▶ **Extracted text**:
<<<<

It's been irking me, after the fact, that I felt compelled to write yet another post touching on such a tenacious jerk of a subject. But putting it out there turned out to be a useful gamble because it brought out some viewpoints from very smart and wonderful people who helped me regain perspective. Writing my issues down also had the effect of expelling poison from my system. Feels right in this MF today, is what I'm saying, so thank you friends. I won't be writing about my body image again for a long time, I think.
Yesterday, post-entry, was one of those rare gratifying ones, as a parent. HR, historically a hysterical mess at the doctor's, was like a different kid at his five-year check-up. He was calm and engaging, and when he found out that his last round of vaccinations was taken care of last year and he wouldn't be having a shot, it was the icing on the cake for him, for us all. Of course I couldn't be more thankful for his perfect health so far, but it's nice to see this particular side-effect of growing up in action. Afterward I got to accompany him to his swimming lesson, which you may remember was a miserable scream-fest only a couple of months ago. Since then he's found the fun in swimming, and it was a joy to watch him show what he's really learned, jumping in and getting fully submerged, smiling like a loon the whole time. He can't swim on his own yet without a bubble, but he will soon, and it made my heart so full to see how far he's come. The rest of the day was just hanging out and snuggles and playing, and I sort of didn't want it to end, for the spell to break. But I also wanted Game of Thrones and a glass of wine, so off to bed with you, munchkin.
Even when they're not tinged with an amber aura, every new day somehow shows a new way of being worth it.

>>>>

▶ **Material shown**:
<<<<

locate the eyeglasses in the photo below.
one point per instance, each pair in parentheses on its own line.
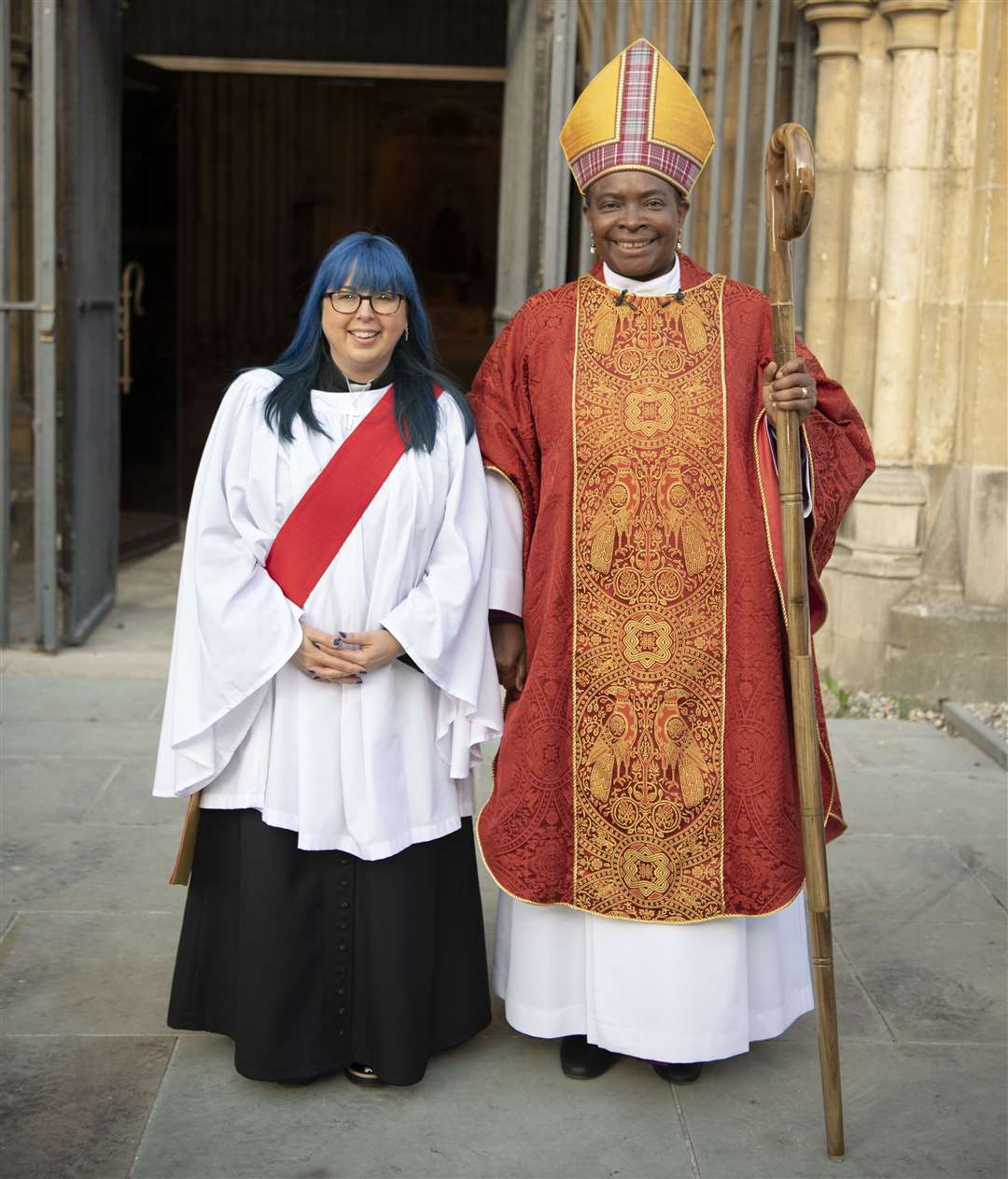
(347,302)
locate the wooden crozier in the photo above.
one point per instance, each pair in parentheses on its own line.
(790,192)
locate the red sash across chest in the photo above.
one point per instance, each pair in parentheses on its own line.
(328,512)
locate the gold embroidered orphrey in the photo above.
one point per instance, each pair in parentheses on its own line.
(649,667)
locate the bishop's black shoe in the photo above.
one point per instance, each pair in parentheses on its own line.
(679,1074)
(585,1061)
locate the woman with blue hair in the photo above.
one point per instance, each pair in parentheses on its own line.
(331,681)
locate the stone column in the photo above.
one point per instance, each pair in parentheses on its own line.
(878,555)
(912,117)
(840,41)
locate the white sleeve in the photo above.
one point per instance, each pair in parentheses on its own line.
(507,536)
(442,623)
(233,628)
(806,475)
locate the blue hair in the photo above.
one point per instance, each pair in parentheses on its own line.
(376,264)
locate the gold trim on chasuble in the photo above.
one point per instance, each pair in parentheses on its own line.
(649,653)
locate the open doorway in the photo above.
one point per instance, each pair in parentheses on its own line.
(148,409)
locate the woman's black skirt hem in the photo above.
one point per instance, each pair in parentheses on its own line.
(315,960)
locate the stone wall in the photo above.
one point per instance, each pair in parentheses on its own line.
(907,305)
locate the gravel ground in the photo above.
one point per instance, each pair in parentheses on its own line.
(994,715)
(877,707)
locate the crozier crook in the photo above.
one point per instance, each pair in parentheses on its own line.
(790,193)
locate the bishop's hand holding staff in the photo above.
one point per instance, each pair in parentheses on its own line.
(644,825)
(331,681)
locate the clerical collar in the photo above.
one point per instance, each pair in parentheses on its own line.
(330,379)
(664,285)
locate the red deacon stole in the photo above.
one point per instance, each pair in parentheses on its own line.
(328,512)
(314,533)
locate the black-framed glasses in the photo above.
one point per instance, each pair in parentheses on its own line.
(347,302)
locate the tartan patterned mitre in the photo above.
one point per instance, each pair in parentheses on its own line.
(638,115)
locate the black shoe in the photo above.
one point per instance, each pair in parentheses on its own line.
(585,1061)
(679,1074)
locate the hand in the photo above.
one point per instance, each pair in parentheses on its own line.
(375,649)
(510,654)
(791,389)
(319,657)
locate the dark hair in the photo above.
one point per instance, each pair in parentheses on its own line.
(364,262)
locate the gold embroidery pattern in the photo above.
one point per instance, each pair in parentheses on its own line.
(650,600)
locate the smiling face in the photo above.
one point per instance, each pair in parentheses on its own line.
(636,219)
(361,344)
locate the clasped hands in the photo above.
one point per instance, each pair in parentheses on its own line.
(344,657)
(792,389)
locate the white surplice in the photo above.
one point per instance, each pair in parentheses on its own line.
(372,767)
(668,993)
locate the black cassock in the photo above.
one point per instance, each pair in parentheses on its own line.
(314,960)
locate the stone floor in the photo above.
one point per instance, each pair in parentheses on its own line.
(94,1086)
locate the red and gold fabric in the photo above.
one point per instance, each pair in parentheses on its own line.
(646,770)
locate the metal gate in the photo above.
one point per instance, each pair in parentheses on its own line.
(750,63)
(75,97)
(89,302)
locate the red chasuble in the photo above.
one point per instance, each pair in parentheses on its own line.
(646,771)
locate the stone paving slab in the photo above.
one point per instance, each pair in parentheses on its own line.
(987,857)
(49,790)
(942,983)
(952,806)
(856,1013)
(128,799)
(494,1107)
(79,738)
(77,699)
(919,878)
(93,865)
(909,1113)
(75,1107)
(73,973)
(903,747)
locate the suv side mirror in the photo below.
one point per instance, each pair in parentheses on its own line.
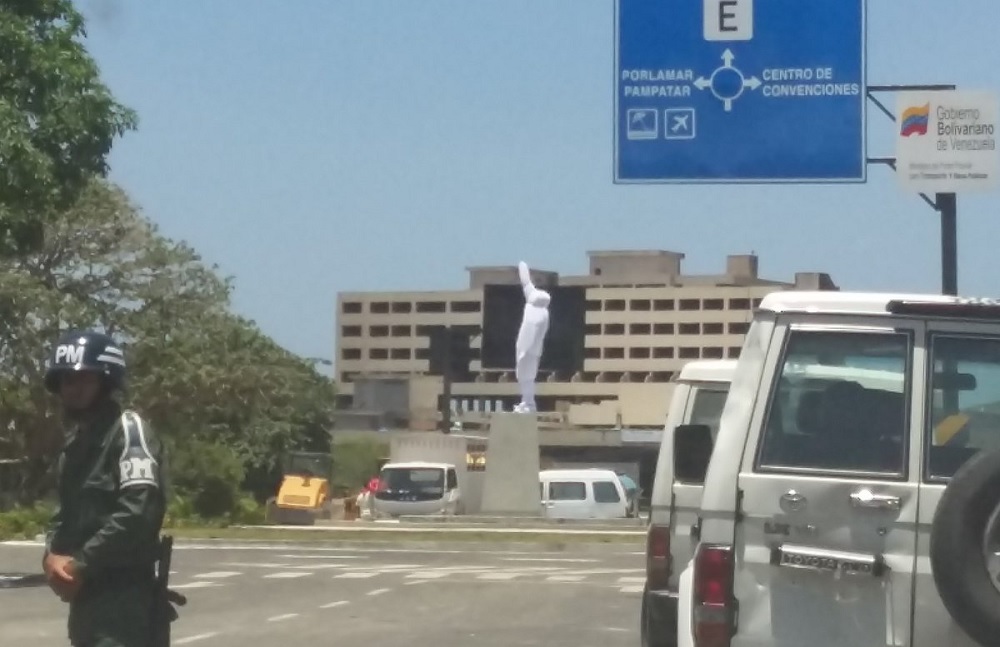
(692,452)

>>>>
<<<<

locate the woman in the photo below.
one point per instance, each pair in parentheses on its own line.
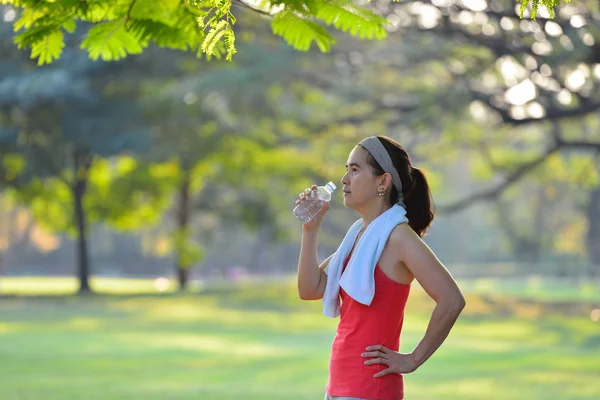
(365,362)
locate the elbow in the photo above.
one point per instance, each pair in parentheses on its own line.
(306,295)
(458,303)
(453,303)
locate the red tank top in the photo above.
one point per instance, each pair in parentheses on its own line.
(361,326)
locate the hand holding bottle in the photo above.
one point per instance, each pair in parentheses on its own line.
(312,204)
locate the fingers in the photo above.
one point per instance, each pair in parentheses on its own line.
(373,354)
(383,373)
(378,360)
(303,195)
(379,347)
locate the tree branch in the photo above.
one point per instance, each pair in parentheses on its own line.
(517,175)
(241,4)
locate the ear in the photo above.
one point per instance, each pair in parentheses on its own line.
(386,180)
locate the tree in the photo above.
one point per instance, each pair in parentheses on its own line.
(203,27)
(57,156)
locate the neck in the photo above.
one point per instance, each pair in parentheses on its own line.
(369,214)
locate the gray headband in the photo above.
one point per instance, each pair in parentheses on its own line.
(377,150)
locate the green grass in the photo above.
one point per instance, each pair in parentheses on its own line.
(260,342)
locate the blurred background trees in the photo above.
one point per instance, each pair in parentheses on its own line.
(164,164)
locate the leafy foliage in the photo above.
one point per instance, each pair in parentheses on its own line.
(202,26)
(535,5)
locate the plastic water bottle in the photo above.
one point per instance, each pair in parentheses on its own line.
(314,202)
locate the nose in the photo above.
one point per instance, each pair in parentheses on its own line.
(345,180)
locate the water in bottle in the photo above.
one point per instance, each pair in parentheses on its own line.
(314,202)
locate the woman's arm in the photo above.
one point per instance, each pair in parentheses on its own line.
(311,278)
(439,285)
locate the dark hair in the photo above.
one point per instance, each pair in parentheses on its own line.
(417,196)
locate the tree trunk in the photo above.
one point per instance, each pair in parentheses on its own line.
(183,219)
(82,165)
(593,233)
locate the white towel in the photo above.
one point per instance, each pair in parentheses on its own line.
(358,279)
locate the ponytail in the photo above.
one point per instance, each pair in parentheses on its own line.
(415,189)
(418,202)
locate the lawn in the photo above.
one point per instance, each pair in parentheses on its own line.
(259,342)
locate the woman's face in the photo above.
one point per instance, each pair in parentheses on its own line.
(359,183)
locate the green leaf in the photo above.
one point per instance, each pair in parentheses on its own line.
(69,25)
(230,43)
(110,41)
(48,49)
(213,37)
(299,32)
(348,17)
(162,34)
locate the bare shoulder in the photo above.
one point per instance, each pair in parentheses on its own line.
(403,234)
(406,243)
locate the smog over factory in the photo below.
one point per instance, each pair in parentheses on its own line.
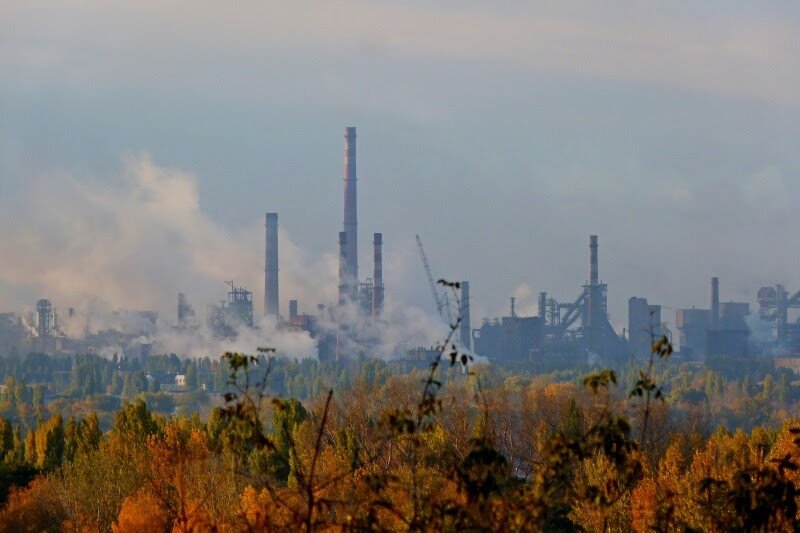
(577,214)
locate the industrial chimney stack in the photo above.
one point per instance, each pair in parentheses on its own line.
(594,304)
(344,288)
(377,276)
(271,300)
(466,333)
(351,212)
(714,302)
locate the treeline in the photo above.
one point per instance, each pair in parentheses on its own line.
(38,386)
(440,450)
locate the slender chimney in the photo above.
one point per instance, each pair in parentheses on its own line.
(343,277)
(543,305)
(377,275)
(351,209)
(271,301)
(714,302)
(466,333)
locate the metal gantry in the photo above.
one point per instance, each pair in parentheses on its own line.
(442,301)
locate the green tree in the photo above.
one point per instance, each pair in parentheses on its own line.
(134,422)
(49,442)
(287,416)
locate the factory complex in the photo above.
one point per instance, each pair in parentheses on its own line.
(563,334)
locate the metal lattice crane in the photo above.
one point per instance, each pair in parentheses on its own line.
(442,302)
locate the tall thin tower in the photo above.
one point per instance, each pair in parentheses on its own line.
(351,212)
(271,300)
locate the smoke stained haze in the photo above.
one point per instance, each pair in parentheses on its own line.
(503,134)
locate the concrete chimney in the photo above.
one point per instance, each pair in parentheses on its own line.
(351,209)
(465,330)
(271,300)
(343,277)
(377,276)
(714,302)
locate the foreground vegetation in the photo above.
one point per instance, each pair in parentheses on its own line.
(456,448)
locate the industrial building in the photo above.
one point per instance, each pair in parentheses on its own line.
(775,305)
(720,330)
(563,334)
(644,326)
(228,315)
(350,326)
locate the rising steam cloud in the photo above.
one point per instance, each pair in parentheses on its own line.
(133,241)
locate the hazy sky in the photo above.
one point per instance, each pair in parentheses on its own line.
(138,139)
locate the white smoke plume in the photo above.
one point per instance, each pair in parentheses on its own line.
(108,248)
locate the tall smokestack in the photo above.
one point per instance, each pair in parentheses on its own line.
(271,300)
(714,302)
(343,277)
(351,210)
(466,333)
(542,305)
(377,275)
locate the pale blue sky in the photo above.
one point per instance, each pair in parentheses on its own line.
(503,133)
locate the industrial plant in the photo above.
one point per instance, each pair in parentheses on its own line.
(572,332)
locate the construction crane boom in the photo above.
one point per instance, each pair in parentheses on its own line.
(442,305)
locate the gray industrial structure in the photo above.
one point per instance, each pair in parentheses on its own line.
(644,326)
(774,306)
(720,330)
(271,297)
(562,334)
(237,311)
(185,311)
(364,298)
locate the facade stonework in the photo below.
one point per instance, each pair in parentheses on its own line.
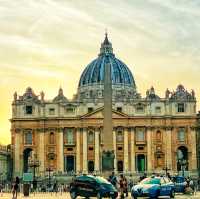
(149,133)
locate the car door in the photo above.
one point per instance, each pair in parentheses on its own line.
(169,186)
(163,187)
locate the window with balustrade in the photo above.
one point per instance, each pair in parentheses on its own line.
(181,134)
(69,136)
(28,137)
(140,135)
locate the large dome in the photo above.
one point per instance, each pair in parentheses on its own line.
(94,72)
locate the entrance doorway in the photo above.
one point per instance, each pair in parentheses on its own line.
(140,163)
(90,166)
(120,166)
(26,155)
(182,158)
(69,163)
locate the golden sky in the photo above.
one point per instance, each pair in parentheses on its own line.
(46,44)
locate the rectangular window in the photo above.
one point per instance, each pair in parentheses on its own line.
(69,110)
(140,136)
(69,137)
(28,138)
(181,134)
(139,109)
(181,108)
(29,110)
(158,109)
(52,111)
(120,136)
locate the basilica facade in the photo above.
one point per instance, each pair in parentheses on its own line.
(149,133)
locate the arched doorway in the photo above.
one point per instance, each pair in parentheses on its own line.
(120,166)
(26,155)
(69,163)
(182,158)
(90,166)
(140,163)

>>>>

▶ **What you are asked to do**: Reproduce the entire blog post about the child's five-year check-up and swimming lesson, word for word, with nothing added or changed.

▶ **Exercise output**:
It's been irking me, after the fact, that I felt compelled to write yet another post touching on such a tenacious jerk of a subject. But putting it out there turned out to be a useful gamble because it brought out some viewpoints from very smart and wonderful people who helped me regain perspective. Writing my issues down also had the effect of expelling poison from my system. Feels right in this MF today, is what I'm saying, so thank you friends. I won't be writing about my body image again for a long time, I think.
Yesterday, post-entry, was one of those rare gratifying ones, as a parent. HR, historically a hysterical mess at the doctor's, was like a different kid at his five-year check-up. He was calm and engaging, and when he found out that his last round of vaccinations was taken care of last year and he wouldn't be having a shot, it was the icing on the cake for him, for us all. Of course I couldn't be more thankful for his perfect health so far, but it's nice to see this particular side-effect of growing up in action. Afterward I got to accompany him to his swimming lesson, which you may remember was a miserable scream-fest only a couple of months ago. Since then he's found the fun in swimming, and it was a joy to watch him show what he's really learned, jumping in and getting fully submerged, smiling like a loon the whole time. He can't swim on his own yet without a bubble, but he will soon, and it made my heart so full to see how far he's come. The rest of the day was just hanging out and snuggles and playing, and I sort of didn't want it to end, for the spell to break. But I also wanted Game of Thrones and a glass of wine, so off to bed with you, munchkin.
Even when they're not tinged with an amber aura, every new day somehow shows a new way of being worth it.